_Consigne 1:_ Recopiez le passage du texte sur le tarot qui va de « L’un des secrets » à « certain degré d’efficacité. ».
_Consigne 2:_ Énumérez tout ce avec quoi, selon le texte sur le tarot, l'étude scientifique du comportement n'est pas incompatible.

_Texte d'étude:_
--------
L’un des secrets fondamentaux du tarot, c’est que plusieurs choses peuvent être vraies en même temps. L’étude scientifique du comportement n’est pas incompatible avec l’exploration d’une conscience collective, ni avec l’usage thérapeutique de symboles et d’archétypes ou le recours à la mythologie et aux contes populaires à des fins de guérison. Et tandis que le cadre d’une pratique fondée sur les preuves repose sur l’hypothèse que la seule preuve légitime est celle obtenue par la méthode scientifique, je dirais que quand quelque chose résiste à l’épreuve du temps, comme c’est le cas des symboles contenus dans le tarot, cela démontre également un certain degré d’efficacité.
--------
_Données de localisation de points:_
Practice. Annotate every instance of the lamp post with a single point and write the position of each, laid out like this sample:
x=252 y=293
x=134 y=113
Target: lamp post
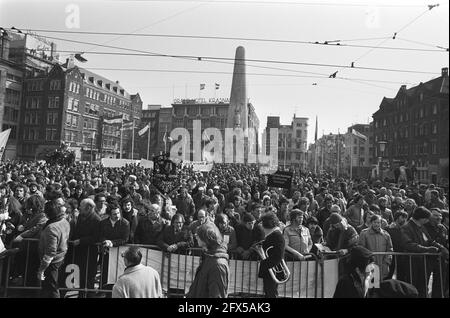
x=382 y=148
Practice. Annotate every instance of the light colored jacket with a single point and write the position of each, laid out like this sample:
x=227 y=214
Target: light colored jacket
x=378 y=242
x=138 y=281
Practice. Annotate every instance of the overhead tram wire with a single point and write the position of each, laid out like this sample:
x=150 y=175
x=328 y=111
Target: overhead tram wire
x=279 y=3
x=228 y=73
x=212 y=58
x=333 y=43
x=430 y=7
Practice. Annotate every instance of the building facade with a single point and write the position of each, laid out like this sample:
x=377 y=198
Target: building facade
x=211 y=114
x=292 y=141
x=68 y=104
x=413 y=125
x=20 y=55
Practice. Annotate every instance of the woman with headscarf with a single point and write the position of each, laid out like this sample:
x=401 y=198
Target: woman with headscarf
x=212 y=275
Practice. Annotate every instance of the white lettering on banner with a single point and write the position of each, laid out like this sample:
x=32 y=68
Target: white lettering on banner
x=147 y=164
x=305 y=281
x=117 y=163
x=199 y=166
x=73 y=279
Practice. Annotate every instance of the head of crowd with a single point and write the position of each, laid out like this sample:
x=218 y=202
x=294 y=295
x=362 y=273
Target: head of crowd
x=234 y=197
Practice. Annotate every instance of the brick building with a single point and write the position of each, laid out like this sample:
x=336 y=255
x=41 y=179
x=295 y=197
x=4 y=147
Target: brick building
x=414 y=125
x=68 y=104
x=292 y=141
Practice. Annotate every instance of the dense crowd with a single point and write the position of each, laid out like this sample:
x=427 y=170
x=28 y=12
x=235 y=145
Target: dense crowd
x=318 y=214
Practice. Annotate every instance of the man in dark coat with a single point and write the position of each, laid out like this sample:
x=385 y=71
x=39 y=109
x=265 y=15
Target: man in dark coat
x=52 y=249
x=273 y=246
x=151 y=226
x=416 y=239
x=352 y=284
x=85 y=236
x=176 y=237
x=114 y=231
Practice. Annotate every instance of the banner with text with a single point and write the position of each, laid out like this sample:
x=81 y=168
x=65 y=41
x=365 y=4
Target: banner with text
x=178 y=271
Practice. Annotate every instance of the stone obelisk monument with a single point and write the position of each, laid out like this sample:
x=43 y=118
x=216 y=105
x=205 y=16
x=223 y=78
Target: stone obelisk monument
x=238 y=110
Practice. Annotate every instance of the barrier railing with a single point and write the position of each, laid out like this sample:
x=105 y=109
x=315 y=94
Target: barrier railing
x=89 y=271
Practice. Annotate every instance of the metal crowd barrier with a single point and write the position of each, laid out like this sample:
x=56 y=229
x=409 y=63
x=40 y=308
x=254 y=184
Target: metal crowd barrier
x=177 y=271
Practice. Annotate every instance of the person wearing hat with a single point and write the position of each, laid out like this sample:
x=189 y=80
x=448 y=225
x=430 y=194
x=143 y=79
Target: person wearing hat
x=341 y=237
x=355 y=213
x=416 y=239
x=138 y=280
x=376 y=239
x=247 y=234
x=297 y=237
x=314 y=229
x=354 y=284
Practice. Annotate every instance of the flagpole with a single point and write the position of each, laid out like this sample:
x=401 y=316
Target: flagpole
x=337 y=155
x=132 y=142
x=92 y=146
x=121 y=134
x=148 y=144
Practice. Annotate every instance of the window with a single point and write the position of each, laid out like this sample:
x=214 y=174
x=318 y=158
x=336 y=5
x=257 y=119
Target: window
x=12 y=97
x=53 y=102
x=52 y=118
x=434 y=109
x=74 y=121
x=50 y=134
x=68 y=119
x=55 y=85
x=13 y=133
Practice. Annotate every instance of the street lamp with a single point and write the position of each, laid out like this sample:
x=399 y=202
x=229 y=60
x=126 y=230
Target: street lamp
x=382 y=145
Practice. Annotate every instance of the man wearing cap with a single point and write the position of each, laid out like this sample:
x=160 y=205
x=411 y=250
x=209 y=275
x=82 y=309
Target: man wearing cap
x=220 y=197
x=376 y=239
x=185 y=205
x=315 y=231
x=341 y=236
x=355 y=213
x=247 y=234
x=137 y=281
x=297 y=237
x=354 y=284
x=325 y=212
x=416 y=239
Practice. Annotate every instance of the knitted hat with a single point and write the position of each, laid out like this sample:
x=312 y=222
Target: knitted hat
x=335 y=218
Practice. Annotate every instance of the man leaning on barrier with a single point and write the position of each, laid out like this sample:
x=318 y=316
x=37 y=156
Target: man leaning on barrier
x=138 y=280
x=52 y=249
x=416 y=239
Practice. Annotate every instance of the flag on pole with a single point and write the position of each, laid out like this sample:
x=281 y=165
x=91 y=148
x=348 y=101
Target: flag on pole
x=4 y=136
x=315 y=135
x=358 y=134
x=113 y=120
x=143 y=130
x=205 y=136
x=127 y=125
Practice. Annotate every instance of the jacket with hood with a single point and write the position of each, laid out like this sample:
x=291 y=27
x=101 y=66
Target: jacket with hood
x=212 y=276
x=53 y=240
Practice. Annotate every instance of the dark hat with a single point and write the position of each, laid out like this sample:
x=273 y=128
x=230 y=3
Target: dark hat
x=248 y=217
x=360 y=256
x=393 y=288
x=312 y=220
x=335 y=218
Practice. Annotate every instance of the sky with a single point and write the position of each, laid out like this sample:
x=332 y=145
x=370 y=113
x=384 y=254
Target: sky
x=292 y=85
--------
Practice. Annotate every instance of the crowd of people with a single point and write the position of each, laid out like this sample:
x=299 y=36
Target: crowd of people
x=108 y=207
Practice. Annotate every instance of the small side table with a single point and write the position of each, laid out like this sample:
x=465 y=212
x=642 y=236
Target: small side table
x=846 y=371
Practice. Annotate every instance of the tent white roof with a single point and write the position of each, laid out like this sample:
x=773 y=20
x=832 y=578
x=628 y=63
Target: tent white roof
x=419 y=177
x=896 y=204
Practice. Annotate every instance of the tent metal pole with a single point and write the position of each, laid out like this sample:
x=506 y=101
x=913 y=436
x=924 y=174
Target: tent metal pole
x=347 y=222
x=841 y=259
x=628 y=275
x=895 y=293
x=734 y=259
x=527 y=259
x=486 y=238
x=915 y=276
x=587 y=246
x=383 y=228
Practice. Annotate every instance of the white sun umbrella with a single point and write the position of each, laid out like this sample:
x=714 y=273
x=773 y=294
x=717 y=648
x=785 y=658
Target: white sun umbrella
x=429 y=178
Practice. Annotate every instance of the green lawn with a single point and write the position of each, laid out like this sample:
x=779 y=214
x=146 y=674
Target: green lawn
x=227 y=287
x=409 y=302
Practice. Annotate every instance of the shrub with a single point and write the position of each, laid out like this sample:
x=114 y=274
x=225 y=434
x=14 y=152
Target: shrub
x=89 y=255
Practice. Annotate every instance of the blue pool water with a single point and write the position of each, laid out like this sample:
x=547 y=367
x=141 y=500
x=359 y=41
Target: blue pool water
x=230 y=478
--------
_Zone de réponse 1:_
L’un des secrets fondamentaux du tarot, c’est que plusieurs choses peuvent être vraies en même temps. L’étude scientifique du comportement n’est pas incompatible avec l’exploration d’une conscience collective, ni avec l’usage thérapeutique de symboles et d’archétypes ou le recours à la mythologie et aux contes populaires à des fins de guérison. Et tandis que le cadre d’une pratique fondée sur les preuves repose sur l’hypothèse que la seule preuve légitime est celle obtenue par la méthode scientifique, je dirais que quand quelque chose résiste à l’épreuve du temps, comme c’est le cas des symboles contenus dans le tarot, cela démontre également un certain degré d’efficacité.

_Zone de réponse 2:_
- l'exploration d'une conscience collective
- l'usage thérapeutique de symboles et d'archétypes
- le recours à la mythologie et aux contes populaires à des fins de guérison